## What you are asked to do
Copy the material below line for line. Begin at the line that contains "Is there any drawer" and stop after the line that contains "627 134 640 201".

## Dataset records

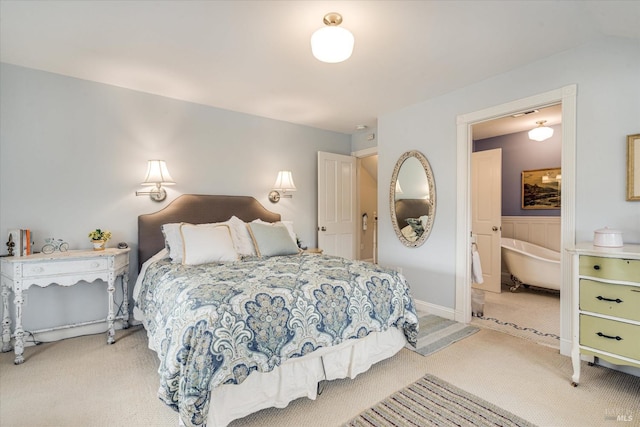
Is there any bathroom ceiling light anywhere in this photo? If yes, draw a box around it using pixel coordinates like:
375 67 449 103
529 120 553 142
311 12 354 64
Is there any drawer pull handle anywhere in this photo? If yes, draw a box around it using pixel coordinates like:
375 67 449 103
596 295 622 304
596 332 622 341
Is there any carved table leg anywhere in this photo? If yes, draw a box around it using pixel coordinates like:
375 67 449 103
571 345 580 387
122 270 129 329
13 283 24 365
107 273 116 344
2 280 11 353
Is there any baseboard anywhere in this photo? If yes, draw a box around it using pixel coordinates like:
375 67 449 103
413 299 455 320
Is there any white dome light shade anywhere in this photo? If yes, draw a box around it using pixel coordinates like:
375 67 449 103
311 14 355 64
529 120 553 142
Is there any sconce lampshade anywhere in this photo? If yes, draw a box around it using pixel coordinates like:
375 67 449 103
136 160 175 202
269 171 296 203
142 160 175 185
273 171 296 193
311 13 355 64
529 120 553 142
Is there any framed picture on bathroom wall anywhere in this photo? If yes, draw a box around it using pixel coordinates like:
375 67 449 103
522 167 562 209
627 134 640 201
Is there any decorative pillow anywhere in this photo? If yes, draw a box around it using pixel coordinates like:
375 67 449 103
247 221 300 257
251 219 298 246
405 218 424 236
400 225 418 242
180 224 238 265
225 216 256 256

## Correct response
Is there any drawer pull handle anywhere in this photo? If yes, draw a box around it using pixel coordinates like:
375 67 449 103
596 295 622 304
596 332 622 341
Is there any carved table leg anywhere in this photo? If yes, draw a box around it using pixel coordinates like:
375 67 449 103
571 345 580 387
122 270 129 329
13 283 24 365
107 273 116 344
2 280 11 353
Is there any baseboard anywhere in this photo? If yes, draw a box around it using pixel coordinates like:
375 67 449 103
413 299 455 320
Is there any white dome light shade anywhere in this photo? If yes, draw a box around it using pixel coordinates like:
375 67 449 103
311 14 355 64
529 120 553 142
Is there any sconce lampshade anywhere in this photo? If yes, draw a box around it using pixel coordinates like:
375 67 449 103
136 160 175 202
269 171 296 203
142 160 175 185
273 171 296 193
311 13 355 64
529 120 553 142
Is there any framed picture on bathroom wall anywhere in this photo? If yes, draw a box around it using pixel coordinates like:
375 67 449 103
522 167 562 209
627 134 640 201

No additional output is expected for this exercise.